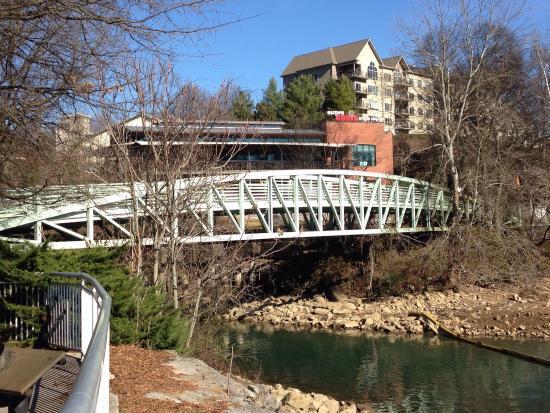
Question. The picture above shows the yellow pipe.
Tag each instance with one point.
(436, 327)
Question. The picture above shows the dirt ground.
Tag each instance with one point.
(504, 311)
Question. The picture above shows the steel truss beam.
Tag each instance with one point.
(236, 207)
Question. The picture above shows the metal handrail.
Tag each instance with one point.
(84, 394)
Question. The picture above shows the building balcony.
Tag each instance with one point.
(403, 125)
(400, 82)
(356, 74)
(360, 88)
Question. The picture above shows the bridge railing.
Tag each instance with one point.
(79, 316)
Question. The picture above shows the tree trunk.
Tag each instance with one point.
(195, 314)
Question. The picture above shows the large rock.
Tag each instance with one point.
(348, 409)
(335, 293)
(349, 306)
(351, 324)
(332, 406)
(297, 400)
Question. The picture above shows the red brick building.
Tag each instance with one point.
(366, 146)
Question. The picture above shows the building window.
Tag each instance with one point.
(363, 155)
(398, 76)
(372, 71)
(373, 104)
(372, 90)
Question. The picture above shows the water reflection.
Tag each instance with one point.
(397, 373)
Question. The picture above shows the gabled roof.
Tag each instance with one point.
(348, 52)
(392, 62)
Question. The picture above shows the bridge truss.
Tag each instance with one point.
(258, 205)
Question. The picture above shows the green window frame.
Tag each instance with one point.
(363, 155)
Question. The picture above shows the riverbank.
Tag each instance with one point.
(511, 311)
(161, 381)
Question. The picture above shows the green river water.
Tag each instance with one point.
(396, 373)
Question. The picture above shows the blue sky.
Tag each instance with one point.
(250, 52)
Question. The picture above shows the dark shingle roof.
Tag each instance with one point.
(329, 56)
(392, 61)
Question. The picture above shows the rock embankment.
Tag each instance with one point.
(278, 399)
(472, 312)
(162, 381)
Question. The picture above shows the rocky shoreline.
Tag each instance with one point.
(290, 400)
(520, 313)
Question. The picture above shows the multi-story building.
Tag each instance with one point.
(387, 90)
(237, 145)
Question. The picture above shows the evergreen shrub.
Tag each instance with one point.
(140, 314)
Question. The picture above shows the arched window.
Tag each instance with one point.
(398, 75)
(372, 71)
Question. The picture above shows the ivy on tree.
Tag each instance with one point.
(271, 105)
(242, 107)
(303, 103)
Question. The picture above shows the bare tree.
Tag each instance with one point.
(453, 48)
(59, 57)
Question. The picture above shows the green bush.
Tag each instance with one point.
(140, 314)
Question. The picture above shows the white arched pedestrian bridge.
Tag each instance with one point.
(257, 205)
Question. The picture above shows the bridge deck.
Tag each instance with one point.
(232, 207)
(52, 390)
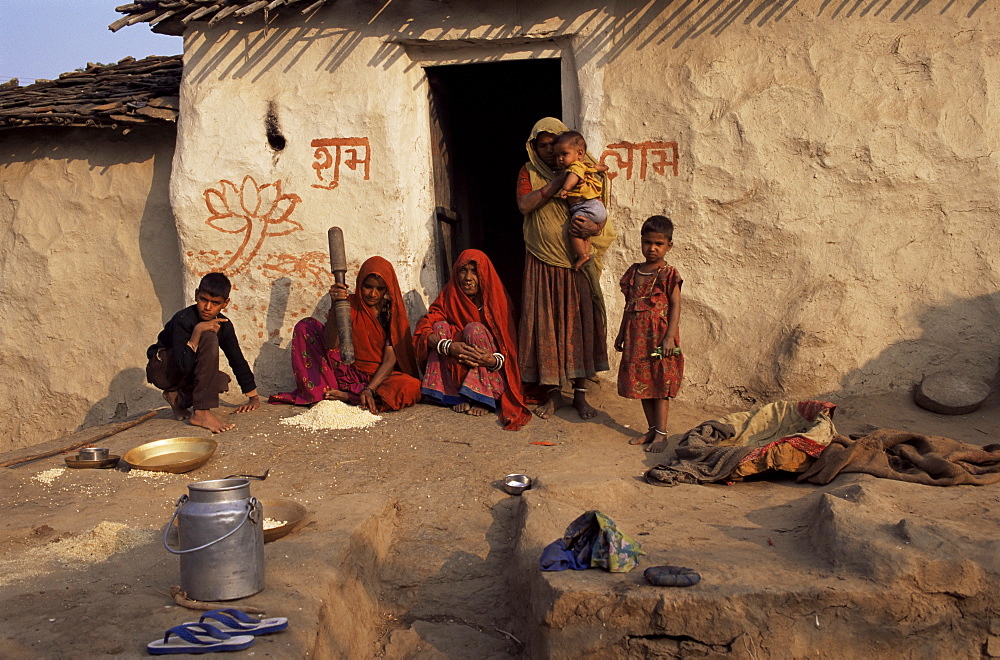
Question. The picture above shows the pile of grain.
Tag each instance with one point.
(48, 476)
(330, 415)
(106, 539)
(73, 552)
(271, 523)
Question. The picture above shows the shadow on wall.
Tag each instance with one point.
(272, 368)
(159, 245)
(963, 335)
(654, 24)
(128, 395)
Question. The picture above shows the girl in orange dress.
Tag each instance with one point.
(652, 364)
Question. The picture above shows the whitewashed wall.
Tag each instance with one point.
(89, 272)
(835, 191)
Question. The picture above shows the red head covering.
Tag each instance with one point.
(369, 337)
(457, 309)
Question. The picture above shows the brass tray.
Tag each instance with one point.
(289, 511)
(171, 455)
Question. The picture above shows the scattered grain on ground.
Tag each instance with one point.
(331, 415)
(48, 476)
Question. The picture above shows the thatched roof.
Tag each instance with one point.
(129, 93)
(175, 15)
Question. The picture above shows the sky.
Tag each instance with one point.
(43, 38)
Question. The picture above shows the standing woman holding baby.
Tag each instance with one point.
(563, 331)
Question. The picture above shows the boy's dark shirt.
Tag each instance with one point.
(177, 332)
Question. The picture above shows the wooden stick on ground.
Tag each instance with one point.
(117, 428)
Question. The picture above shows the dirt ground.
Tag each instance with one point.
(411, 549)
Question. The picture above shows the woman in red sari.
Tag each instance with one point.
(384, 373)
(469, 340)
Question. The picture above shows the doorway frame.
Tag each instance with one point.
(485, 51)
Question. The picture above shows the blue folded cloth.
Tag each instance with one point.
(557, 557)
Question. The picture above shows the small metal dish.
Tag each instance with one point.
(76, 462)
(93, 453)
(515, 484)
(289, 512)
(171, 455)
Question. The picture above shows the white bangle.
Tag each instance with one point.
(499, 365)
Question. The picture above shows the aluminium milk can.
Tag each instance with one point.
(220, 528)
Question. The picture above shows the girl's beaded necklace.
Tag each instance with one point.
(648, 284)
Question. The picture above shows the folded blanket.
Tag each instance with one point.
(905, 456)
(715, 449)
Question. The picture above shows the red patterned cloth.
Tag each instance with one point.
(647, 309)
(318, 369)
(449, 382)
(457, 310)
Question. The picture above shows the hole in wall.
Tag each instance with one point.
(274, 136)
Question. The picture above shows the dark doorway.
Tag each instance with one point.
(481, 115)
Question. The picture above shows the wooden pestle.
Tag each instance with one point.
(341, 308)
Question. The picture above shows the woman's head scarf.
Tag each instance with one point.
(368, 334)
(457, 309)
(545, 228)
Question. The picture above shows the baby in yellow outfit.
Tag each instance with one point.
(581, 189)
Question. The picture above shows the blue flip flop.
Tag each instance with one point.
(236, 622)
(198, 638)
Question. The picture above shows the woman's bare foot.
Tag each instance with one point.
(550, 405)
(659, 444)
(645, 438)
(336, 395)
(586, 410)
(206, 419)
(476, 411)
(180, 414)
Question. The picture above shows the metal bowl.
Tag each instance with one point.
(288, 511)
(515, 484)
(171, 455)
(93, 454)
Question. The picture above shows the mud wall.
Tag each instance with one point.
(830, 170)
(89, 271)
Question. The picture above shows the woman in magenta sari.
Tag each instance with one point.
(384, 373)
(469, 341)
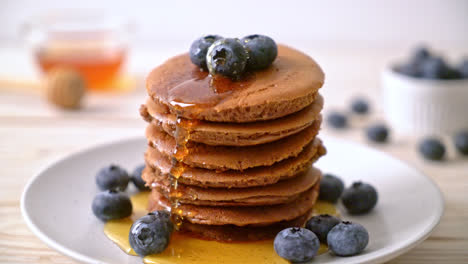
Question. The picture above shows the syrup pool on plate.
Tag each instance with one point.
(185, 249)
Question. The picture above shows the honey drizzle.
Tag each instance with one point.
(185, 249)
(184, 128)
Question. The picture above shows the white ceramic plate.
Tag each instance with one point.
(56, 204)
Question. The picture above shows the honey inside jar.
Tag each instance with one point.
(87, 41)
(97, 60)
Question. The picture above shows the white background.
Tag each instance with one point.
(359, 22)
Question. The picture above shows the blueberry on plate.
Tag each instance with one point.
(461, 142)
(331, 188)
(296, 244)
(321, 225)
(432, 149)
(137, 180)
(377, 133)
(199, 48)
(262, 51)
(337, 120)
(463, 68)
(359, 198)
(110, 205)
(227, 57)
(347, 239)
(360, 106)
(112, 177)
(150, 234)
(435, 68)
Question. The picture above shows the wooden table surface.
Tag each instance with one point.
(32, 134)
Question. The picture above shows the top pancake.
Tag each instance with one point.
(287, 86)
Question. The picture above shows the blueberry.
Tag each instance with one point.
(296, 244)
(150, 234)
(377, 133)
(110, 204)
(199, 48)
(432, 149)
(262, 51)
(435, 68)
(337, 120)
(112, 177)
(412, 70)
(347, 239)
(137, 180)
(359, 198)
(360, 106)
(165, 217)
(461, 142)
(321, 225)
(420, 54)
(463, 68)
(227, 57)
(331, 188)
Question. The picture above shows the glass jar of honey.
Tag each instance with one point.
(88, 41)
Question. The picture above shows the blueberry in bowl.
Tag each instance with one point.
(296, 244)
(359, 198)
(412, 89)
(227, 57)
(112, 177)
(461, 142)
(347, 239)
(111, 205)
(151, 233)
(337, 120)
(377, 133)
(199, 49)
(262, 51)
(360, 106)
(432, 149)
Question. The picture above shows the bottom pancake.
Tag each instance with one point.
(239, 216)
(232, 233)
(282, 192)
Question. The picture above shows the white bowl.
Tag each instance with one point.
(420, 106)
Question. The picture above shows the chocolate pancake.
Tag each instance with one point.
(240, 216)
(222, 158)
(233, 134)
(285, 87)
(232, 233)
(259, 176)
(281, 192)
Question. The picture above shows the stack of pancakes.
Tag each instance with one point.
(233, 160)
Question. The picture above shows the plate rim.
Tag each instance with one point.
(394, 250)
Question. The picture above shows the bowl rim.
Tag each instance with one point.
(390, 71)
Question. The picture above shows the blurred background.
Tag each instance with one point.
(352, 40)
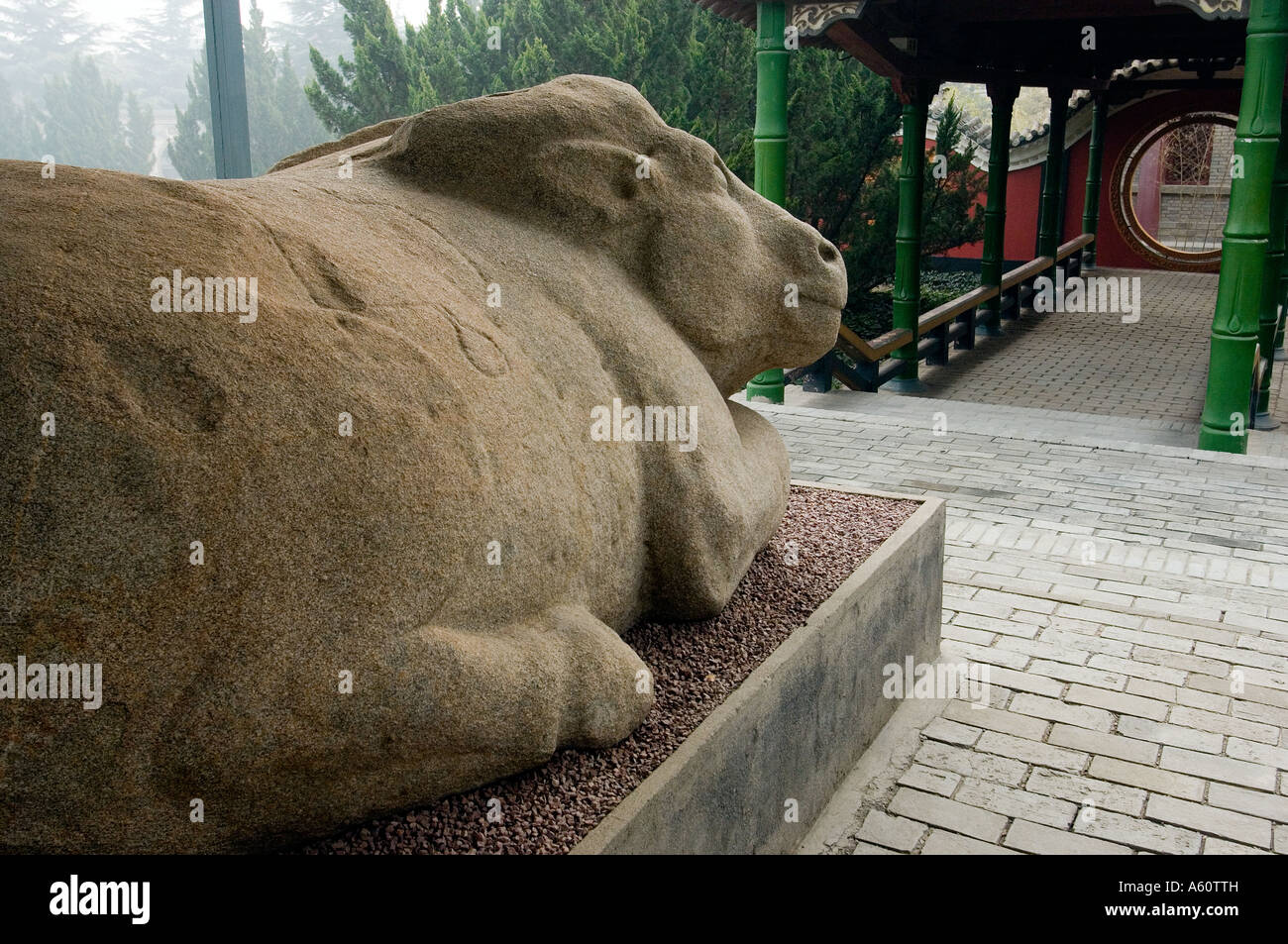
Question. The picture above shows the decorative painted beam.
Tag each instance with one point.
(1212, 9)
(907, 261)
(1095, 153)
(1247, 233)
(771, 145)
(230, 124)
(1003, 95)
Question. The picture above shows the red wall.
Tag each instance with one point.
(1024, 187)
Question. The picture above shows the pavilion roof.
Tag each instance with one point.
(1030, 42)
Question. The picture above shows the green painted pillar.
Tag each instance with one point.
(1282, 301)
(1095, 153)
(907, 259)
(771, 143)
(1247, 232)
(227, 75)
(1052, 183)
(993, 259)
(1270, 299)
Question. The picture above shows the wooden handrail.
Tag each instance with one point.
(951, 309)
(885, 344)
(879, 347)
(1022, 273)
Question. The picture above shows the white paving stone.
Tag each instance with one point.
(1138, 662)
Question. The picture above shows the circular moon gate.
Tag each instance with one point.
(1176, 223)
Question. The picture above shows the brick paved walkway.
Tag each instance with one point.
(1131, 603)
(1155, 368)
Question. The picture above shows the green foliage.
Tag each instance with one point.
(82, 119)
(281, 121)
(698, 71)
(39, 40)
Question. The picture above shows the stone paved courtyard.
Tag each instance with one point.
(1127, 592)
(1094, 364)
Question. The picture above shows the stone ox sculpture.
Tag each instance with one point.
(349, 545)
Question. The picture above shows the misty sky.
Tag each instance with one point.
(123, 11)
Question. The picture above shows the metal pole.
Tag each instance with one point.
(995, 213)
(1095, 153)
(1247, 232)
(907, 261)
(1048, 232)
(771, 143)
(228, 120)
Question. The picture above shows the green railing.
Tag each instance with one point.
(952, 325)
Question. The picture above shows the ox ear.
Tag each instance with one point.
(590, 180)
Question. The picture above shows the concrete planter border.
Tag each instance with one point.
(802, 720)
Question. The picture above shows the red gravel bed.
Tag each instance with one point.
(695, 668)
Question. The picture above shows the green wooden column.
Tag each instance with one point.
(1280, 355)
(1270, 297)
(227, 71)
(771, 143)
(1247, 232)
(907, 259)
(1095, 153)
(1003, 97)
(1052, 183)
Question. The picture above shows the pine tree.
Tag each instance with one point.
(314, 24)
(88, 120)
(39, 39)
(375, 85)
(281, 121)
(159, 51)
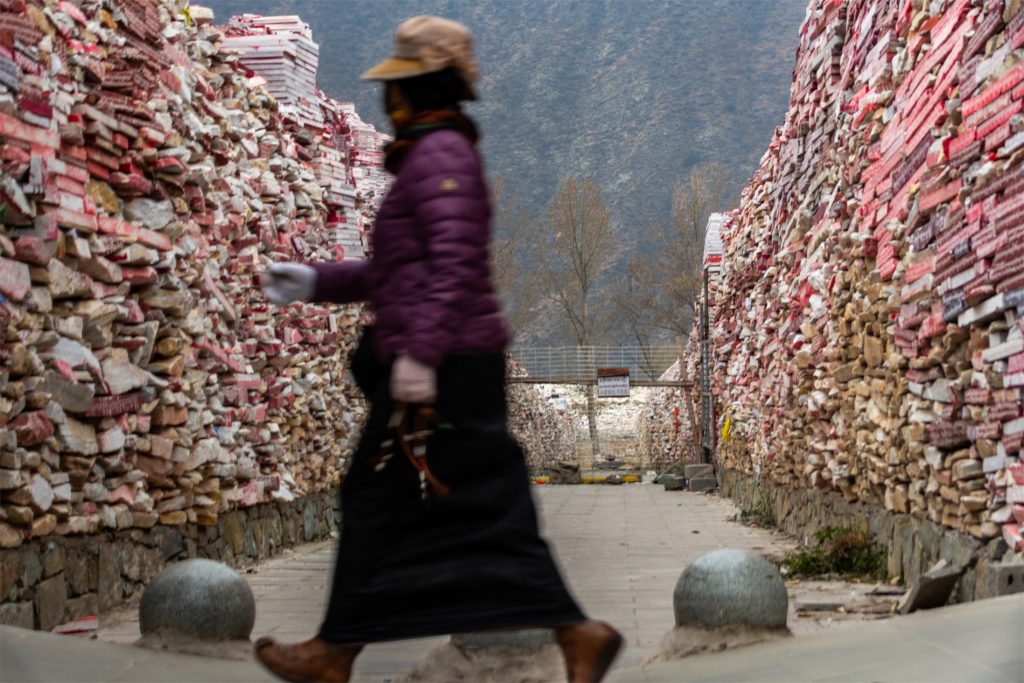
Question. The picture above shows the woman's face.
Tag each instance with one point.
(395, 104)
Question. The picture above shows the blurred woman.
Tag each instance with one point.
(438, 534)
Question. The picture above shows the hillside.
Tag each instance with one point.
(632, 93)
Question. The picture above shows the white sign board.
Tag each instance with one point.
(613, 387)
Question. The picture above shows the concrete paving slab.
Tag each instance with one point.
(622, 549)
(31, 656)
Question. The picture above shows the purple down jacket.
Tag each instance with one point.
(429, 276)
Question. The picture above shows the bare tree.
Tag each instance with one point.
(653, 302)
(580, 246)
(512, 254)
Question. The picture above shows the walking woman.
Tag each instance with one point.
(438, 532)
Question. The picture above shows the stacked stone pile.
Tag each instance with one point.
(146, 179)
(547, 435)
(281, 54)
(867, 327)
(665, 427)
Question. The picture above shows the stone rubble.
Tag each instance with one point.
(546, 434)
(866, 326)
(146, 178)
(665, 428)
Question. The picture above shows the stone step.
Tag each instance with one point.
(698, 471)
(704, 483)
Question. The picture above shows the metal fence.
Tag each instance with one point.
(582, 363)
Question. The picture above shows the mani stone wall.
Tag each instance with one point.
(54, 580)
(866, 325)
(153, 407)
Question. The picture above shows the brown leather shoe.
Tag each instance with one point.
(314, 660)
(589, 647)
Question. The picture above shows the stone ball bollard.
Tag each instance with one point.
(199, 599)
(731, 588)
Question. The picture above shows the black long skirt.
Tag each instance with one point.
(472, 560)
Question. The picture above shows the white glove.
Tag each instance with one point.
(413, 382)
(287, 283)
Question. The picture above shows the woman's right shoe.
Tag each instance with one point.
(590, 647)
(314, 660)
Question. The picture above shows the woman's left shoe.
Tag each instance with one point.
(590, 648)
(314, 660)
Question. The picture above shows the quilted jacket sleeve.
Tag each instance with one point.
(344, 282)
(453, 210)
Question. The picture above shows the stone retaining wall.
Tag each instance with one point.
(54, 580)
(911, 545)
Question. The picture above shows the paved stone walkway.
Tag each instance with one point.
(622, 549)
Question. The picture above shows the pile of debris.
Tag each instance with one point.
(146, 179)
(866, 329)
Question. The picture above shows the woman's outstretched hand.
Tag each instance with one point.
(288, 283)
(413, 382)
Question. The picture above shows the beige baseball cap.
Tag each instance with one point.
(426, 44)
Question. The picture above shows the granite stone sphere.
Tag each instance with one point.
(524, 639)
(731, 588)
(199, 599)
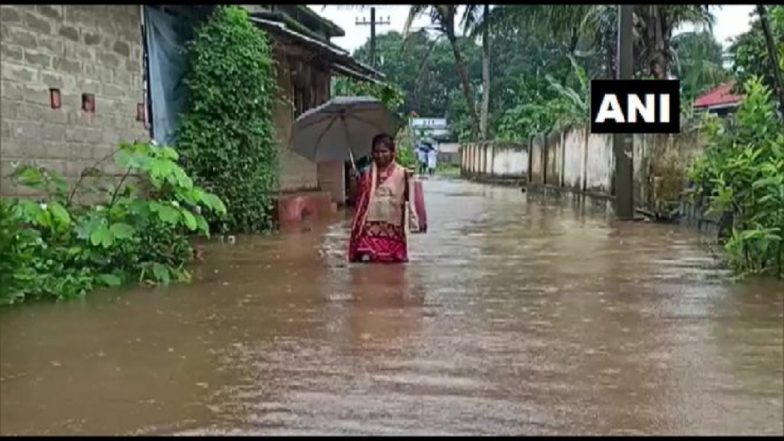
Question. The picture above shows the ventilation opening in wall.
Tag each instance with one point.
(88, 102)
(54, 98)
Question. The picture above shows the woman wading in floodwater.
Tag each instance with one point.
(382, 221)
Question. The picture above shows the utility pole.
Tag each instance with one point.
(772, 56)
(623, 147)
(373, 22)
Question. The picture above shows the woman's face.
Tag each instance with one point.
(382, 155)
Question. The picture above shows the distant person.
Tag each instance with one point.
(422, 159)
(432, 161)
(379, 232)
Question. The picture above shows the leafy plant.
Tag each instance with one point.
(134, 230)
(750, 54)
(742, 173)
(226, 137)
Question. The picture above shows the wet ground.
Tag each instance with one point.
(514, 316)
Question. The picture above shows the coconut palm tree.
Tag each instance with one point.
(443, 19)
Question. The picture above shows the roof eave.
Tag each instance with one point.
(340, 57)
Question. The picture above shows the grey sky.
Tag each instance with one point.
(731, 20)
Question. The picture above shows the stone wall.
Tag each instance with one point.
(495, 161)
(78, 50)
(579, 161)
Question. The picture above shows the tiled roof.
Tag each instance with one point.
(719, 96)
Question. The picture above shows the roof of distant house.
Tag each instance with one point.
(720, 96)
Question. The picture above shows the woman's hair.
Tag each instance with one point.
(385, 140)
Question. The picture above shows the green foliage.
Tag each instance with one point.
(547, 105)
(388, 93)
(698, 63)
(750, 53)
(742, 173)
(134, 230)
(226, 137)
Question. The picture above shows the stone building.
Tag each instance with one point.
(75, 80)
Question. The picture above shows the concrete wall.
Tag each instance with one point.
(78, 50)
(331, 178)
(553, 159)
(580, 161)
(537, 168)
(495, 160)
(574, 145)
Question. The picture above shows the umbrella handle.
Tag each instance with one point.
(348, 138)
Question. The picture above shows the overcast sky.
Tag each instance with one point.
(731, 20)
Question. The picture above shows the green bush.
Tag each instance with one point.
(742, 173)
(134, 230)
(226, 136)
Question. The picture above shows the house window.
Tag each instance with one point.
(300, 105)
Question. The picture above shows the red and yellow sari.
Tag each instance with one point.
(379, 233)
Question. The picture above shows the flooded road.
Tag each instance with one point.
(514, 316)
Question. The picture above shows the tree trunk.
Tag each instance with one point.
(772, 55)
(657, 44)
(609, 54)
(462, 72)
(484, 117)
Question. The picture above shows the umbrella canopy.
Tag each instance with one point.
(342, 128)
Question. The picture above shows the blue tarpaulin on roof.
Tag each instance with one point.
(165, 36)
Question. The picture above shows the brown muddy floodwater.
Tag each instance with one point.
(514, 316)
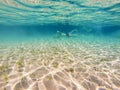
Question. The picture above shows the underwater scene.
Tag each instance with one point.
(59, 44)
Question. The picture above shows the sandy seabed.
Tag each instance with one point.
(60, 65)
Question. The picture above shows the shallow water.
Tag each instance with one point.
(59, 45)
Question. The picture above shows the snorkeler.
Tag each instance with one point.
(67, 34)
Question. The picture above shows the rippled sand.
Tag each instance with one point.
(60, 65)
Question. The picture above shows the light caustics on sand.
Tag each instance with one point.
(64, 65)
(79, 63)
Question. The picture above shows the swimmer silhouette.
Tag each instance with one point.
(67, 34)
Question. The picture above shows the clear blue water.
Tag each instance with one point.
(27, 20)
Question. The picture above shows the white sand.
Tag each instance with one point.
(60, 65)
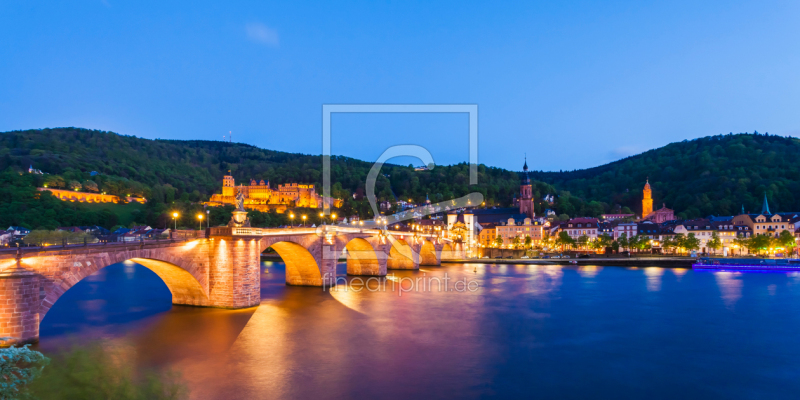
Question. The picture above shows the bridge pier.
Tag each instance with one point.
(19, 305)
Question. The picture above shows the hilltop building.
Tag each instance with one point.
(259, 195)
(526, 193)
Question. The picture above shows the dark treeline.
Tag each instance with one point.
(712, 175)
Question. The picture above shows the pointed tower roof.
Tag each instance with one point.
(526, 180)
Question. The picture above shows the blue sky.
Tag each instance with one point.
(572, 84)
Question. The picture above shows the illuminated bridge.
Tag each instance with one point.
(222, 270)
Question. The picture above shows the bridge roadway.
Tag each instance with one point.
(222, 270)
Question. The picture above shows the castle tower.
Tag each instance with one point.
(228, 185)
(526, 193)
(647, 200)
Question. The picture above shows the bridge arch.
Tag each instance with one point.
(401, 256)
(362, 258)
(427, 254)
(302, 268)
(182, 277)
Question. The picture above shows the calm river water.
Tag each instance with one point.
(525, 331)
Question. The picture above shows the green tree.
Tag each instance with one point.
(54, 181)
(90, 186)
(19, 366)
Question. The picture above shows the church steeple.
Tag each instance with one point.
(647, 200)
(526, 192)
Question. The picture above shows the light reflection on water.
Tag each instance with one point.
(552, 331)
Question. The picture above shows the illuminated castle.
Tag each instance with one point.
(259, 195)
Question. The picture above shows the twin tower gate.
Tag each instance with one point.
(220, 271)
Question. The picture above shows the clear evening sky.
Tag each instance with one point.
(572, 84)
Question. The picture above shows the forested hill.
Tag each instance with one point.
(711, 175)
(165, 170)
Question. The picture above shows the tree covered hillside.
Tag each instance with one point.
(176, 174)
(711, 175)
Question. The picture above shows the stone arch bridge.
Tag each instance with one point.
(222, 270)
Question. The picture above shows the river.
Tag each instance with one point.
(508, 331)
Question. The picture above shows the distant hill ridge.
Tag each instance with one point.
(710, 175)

□ □ □

## Objective
Begin with the line that contains "Question. The picture above shows the twin" and quote each line after it exactly, stopping after the last line of the data.

## Response to the exercise
Question. The picture above shows the twin tower gate.
Tag each instance with one point.
(220, 271)
Question. The picture above shows the clear evening sky.
Tag each instance with one point.
(572, 84)
Question. The picture above shows the forested hill.
Tag each instance with one point.
(711, 175)
(165, 170)
Question. The picture above shows the tree covered hillside.
Tag each instance with one point.
(176, 174)
(711, 175)
Question. The picture above shows the stone arch bridge.
Tag each instance with one point.
(222, 270)
Question. The picture above shows the river.
Tag each instance with one point.
(508, 331)
Question. The picture above shows the distant hill ridge.
Tag each instance with one point.
(710, 175)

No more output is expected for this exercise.